Stored items from a collection
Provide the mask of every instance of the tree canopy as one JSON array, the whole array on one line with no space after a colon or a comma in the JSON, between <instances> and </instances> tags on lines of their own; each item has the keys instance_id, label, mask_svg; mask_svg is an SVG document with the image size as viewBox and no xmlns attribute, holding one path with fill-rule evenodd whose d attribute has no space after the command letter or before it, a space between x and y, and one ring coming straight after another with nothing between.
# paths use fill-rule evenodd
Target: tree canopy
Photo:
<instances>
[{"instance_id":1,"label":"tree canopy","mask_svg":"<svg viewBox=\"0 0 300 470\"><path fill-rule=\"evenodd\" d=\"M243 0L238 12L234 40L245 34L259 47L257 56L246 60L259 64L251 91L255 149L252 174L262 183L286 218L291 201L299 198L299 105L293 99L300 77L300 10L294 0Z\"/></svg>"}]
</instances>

→ **Problem to work on**: The lines to copy run from the one containing "# paths use fill-rule evenodd" through the last line above. Copy them exactly and include nothing else.

→ **Result**:
# paths use fill-rule evenodd
Target: tree canopy
Photo:
<instances>
[{"instance_id":1,"label":"tree canopy","mask_svg":"<svg viewBox=\"0 0 300 470\"><path fill-rule=\"evenodd\" d=\"M243 0L238 12L234 40L245 34L259 47L257 56L246 60L259 64L251 91L255 149L252 174L262 183L286 218L291 201L299 198L299 105L293 99L300 77L300 10L294 0Z\"/></svg>"}]
</instances>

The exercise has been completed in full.